Position annotation rows:
============

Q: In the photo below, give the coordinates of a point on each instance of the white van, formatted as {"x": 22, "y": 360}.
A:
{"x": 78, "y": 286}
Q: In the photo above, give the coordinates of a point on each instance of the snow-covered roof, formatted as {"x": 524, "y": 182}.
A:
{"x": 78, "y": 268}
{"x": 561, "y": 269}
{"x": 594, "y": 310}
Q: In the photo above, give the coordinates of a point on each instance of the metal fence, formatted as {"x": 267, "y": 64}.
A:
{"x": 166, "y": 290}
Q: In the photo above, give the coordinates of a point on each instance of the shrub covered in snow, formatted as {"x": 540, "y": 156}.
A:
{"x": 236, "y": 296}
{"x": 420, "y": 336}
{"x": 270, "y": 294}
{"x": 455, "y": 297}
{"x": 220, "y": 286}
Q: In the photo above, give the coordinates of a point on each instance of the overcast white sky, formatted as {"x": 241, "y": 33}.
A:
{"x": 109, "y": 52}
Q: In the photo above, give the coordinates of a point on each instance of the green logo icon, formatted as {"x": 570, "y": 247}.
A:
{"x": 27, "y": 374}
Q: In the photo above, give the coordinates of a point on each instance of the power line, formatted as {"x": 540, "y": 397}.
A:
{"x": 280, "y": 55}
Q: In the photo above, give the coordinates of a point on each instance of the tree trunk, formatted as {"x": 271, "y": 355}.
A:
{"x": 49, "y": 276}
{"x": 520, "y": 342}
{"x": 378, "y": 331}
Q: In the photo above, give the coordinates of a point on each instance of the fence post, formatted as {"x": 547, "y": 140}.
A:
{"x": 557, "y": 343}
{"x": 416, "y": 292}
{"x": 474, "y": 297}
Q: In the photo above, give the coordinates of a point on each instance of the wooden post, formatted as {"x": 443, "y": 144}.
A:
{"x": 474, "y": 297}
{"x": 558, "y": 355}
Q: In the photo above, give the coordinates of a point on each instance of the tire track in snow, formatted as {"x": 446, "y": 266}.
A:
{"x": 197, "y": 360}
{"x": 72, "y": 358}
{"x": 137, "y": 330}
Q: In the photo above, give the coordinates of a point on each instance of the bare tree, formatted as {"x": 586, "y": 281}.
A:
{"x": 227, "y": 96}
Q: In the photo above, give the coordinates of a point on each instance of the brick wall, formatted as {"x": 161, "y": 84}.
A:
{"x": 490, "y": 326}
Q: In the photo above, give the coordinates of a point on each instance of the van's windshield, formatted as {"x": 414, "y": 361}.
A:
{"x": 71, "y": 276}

============

Exercise details:
Arrange the lines from the one containing "of the tire" through the end of the rows as a JSON list of strings, one string per line, with blank lines left out.

Answer for this exercise:
[
  "Q: In the photo above, give the coordinates of a point on each instance of the tire track in snow, formatted as {\"x\": 446, \"y\": 266}.",
  "A:",
  "{\"x\": 197, \"y\": 360}",
  "{\"x\": 72, \"y\": 358}",
  "{\"x\": 137, \"y\": 330}",
  "Q: In the photo above, give the coordinates of a point on each instance of the bare tree, formatted as {\"x\": 586, \"y\": 281}.",
  "A:",
  "{\"x\": 227, \"y\": 96}",
  "Q: In the photo above, give the coordinates of a point on each instance of the brick wall, formatted as {\"x\": 161, \"y\": 84}.",
  "A:",
  "{\"x\": 490, \"y\": 326}",
  "Q: In the photo above, give the coordinates of a point on each instance of the van's windshield, formatted as {\"x\": 414, \"y\": 361}.",
  "A:",
  "{\"x\": 71, \"y\": 276}"
]